What is being asked:
Reproduce each line exactly, including spacing and punctuation.

-- START Data for this exercise --

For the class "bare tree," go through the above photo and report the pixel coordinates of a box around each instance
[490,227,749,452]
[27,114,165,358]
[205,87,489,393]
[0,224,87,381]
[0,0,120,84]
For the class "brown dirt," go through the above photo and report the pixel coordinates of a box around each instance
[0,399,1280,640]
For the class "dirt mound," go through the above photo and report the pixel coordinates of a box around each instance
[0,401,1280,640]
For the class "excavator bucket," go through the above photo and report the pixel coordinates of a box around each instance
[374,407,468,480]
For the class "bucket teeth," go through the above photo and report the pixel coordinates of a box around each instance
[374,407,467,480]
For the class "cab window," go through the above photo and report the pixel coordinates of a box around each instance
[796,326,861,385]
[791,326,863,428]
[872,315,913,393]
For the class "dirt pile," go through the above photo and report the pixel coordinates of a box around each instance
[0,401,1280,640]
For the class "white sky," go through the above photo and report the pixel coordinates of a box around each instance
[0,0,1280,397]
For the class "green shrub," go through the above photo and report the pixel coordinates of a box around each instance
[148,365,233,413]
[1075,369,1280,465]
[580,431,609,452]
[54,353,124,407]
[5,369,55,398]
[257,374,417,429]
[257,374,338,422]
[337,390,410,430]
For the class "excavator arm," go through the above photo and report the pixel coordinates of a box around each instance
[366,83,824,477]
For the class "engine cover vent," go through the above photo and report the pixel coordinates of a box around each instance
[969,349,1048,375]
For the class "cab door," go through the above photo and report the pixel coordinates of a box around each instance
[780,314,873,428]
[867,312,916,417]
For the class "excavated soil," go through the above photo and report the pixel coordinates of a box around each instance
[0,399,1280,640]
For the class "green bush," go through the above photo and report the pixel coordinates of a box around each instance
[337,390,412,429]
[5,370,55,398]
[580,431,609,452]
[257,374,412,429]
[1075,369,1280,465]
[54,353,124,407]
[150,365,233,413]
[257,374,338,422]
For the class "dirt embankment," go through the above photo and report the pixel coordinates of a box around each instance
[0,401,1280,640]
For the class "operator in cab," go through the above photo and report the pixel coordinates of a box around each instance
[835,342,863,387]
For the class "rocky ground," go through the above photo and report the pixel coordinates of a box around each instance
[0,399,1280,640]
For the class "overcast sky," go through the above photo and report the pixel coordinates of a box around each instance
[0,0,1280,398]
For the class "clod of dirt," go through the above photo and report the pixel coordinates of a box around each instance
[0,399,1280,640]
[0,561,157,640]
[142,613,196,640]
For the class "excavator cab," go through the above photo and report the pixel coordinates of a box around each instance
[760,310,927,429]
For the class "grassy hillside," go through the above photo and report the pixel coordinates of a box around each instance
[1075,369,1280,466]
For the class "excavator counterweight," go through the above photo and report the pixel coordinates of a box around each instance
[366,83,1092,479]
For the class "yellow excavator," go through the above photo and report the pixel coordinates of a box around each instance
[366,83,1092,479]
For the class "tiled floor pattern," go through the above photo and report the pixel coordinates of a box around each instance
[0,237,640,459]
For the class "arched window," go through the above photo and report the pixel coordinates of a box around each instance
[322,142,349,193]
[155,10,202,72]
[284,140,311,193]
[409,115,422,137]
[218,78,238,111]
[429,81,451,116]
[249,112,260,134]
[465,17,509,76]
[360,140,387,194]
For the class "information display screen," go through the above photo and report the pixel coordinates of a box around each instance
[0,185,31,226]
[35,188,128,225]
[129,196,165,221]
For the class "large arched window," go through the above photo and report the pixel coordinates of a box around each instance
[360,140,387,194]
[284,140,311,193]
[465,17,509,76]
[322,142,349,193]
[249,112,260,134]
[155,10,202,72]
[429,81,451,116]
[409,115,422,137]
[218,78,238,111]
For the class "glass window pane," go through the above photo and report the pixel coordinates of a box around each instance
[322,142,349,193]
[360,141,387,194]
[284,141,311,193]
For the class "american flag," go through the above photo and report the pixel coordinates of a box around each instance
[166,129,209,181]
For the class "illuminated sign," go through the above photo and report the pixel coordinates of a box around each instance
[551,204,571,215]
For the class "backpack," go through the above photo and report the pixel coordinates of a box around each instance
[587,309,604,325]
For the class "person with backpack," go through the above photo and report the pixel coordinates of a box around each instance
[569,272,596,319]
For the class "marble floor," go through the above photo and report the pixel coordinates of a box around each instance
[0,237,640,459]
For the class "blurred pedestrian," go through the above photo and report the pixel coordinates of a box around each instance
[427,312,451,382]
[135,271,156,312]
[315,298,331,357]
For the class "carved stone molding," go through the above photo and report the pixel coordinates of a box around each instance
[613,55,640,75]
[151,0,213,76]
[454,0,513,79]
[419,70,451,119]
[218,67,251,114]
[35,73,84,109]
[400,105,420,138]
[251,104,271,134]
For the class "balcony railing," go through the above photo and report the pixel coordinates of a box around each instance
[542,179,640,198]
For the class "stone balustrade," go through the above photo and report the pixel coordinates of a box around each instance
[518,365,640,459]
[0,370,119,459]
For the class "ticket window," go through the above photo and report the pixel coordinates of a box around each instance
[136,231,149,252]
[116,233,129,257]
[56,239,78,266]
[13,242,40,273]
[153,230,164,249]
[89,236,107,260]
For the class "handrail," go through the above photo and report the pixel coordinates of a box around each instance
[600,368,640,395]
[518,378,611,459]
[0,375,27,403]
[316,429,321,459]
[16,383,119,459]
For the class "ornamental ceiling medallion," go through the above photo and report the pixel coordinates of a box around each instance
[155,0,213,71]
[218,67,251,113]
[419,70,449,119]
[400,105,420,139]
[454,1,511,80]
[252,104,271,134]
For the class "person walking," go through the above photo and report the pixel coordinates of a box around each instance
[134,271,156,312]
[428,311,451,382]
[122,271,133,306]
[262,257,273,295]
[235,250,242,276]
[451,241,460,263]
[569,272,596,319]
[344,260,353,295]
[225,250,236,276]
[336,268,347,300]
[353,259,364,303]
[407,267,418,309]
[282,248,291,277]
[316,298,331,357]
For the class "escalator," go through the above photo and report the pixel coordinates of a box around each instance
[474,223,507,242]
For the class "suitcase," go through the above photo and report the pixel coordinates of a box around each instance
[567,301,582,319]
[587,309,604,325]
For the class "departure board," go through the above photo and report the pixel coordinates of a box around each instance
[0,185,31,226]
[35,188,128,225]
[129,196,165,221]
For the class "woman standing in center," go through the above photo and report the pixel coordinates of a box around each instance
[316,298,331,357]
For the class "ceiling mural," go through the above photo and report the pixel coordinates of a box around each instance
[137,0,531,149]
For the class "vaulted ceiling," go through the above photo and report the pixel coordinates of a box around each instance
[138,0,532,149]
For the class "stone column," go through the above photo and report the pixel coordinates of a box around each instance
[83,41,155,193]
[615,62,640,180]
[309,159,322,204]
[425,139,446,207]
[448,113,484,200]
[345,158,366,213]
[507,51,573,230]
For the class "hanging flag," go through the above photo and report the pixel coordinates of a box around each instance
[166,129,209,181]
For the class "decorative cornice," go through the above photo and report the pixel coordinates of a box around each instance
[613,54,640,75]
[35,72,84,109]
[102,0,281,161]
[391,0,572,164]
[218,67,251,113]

-- END Data for this exercise --

Solution:
For the class "bare tree," go through the above photo and report the pixel coordinates of a box around each instance
[490,227,749,452]
[27,114,165,358]
[205,87,489,393]
[0,224,87,381]
[0,0,120,84]
For the class "brown dirt," go through the above photo and report the pixel coordinates of a box around each instance
[0,399,1280,640]
For the class "dirt mound," go through the above photo and report the pixel coordinates of a box around each instance
[0,401,1280,640]
For the class "excavator bucket," go through the above photo and report the pixel coordinates of a box around each instance
[374,407,468,480]
For the class "bucket teeth," go through the above photo and report the pixel coordinates of a box around each instance
[374,407,467,480]
For the class "cab window," go through the above photo and report the pixel coordinates of a box around each instance
[796,326,861,385]
[791,326,863,428]
[872,315,913,393]
For the class "dirt pile," go through the above photo and report the pixel coordinates of a box around each instance
[0,401,1280,640]
For the class "white sky," go through the above photo and report the pixel coordinates of a box around each instance
[0,0,1280,397]
For the class "green shrub," go through the above photo and report the pixel coordinates of a box around each instance
[148,365,233,413]
[1075,369,1280,465]
[580,431,609,452]
[54,353,124,407]
[5,369,55,398]
[257,374,417,429]
[257,374,338,422]
[337,390,410,430]
For the class "excavator arm," go through the above photo and report the pixel coordinates of a box around each instance
[366,83,824,477]
For the class "engine cover vent," go through the above photo and report the pixel coordinates of a box around each instance
[969,349,1048,375]
For the class "cab door," go through the above photo and report the pixel coordinates of a box around each instance
[780,314,873,428]
[867,312,916,417]
For the class "excavated soil," go through the above photo and report the pixel coordinates of a box around each instance
[0,399,1280,640]
For the class "green bush," go through the above photo and report the pixel coordinates of a box around each instance
[337,390,412,429]
[5,370,55,398]
[580,431,609,452]
[257,374,412,429]
[1075,369,1280,465]
[54,353,124,407]
[150,365,233,413]
[257,374,338,422]
For the class "dirt embankment," go through the above photo and report the pixel coordinates of a box around each instance
[0,401,1280,640]
For the class "operator in cab," go through the above photo and report the pixel coordinates of a box around each instance
[835,342,863,387]
For the class "rocky ground," go through the above photo and report the pixel coordinates of a box around each instance
[0,399,1280,640]
For the class "overcast sky," go through the above photo and report the pixel coordinates of a box around each instance
[0,0,1280,398]
For the class "clod of dirt," go through the above photo and report the pixel coordinates of a box around each instance
[0,399,1280,640]
[0,561,157,640]
[142,613,196,640]
For the class "excavator cab," go through the above photo and report the pixel coordinates of a box around each instance
[760,310,927,429]
For the class "grassy hillside," go through the above photo and report the pixel coordinates of a box around each instance
[1075,369,1280,466]
For the class "excavator counterweight," go through the above photo and report the pixel coordinates of a box around each instance
[366,83,1092,479]
For the class "yellow excavator," go through the above photo and report the pixel coordinates of a box around each instance
[366,83,1092,479]
For the class "tiled floor pattern," go through the above photo and report the pixel coordinates of a box around each instance
[0,237,640,459]
For the class "arched window," go through the above photo and report the pixel coordinates of a box around each instance
[322,142,349,193]
[155,10,202,72]
[284,140,311,193]
[409,115,422,137]
[218,78,238,111]
[429,81,451,116]
[249,112,260,134]
[465,17,509,76]
[360,140,387,194]
For the class "information display screen," go through the above photo and report the pixel coordinates of a box around each instance
[0,185,31,226]
[35,188,128,225]
[129,196,165,221]
For the class "large arched window," go through the above photo and report the pixel coordinates of a box around each instance
[360,140,387,194]
[284,140,311,193]
[465,17,509,76]
[322,142,349,193]
[249,112,260,134]
[155,10,202,72]
[429,81,451,116]
[409,115,422,137]
[218,78,238,111]
For the class "glass window pane," go through the above photo and report the pixel coordinates of a box around each instance
[322,142,349,193]
[360,141,387,194]
[284,141,311,193]
For the class "american flag," go through the above photo and report the pixel coordinates of a box around each instance
[166,129,209,181]
For the class "illuminated sign," go through the above photo and report the pixel coordinates of a box around each instance
[551,204,571,215]
For the class "backpack," go through the above photo and report the pixel coordinates of a box around each instance
[587,309,604,325]
For the class "person with backpack," go through the above photo and report the pixel coordinates of a box around each instance
[569,272,596,319]
For the class "marble floor," go through the above photo and report the pixel coordinates of a box around each instance
[0,237,640,459]
For the class "blurred pedestrian," go through the above photo and report the pixel coordinates of a box around each instance
[427,312,451,382]
[135,271,156,312]
[315,298,331,357]
For the class "carved stone molding," go through the above photo and report the pixel coordinates of a box around each instance
[613,55,640,75]
[151,0,213,76]
[454,0,513,79]
[419,70,451,119]
[218,67,251,114]
[35,73,84,109]
[400,105,420,138]
[251,104,271,134]
For the class "balcony railing," go through the above photo and report the pixel coordinates of a box around each instance
[542,179,640,198]
For the class "stone balustrade," go through the above photo and report the pixel coordinates of a box around each instance
[518,365,640,459]
[0,370,119,459]
For the class "ticket window," go through the above photo and report the pixel coordinates of a box around each instance
[136,231,149,252]
[116,233,129,257]
[56,239,78,266]
[13,242,40,273]
[153,230,164,249]
[89,236,107,260]
For the class "handrail," go through the above photo and report the pixel coordinates of a box around each instance
[600,368,640,395]
[518,378,611,459]
[0,375,27,403]
[316,429,321,459]
[16,383,119,459]
For the class "ornamental ceiling medallion," go through the above photo and report the pixel coordinates of a box around each instance
[155,0,213,71]
[218,67,251,113]
[419,70,449,119]
[400,105,420,139]
[454,1,511,80]
[252,104,271,134]
For the class "person walking," go through the above photo and report the pixel coordinates of a box around each instance
[134,271,156,312]
[428,311,451,382]
[122,271,133,306]
[262,257,273,295]
[235,250,242,276]
[451,241,460,263]
[569,272,596,319]
[344,260,353,295]
[225,250,236,276]
[336,268,347,300]
[353,259,364,303]
[407,267,418,309]
[282,248,291,277]
[316,298,331,357]
For the class "escalator," go through the above photo and report the pixel coordinates of a box around each instance
[474,223,507,242]
For the class "suitcase," go through the above photo and report the pixel coordinates of a box around each instance
[567,301,582,319]
[587,309,604,325]
For the class "departure board," go through the above photo and report the pixel coordinates of a box around each instance
[0,185,31,226]
[35,188,128,225]
[129,196,165,221]
For the class "woman standing in center," go through the above photo and report the pixel coordinates of a box around each instance
[316,298,331,357]
For the class "ceiling mural," go through the above photo and report the pixel coordinates of a box around each instance
[137,0,531,149]
For the class "vaulted ceiling," go through the above photo and report the pixel coordinates of a box around each instance
[138,0,532,149]
For the class "stone column," go through the above photo and report the pixel coordinates of a box around each instance
[83,41,155,193]
[615,62,640,180]
[309,159,322,204]
[425,139,446,207]
[448,113,484,200]
[345,158,366,213]
[507,51,573,230]
For the class "hanging flag," go through the above photo and report the pixel coordinates of a box around each instance
[166,129,209,181]
For the class "decorative cornice," go through the above photo and report the pixel coordinates of a box around each instance
[613,54,640,75]
[35,72,84,109]
[102,0,281,161]
[391,0,572,164]
[218,67,251,113]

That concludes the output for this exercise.